(Instructions for the task)
Find "Set one dot" in the material below and restate exactly the line holding it together with every line that comes after.

*** Data excerpts Section Begins ***

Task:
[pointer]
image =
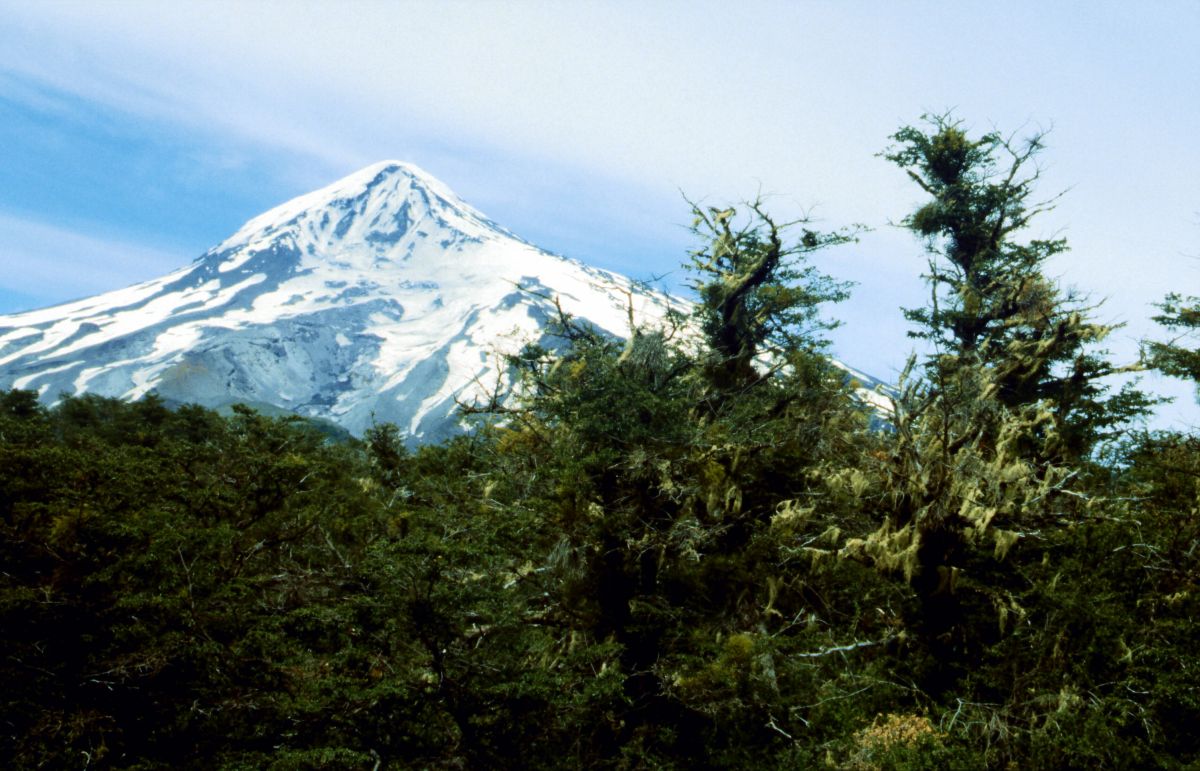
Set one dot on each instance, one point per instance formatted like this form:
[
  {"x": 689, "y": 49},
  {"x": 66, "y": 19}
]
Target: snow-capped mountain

*** Data excerpts Section Ends ***

(Task answer)
Set one dot on each instance, one point per instance formatted like this form:
[
  {"x": 689, "y": 49},
  {"x": 66, "y": 19}
]
Target: snow-capped mountain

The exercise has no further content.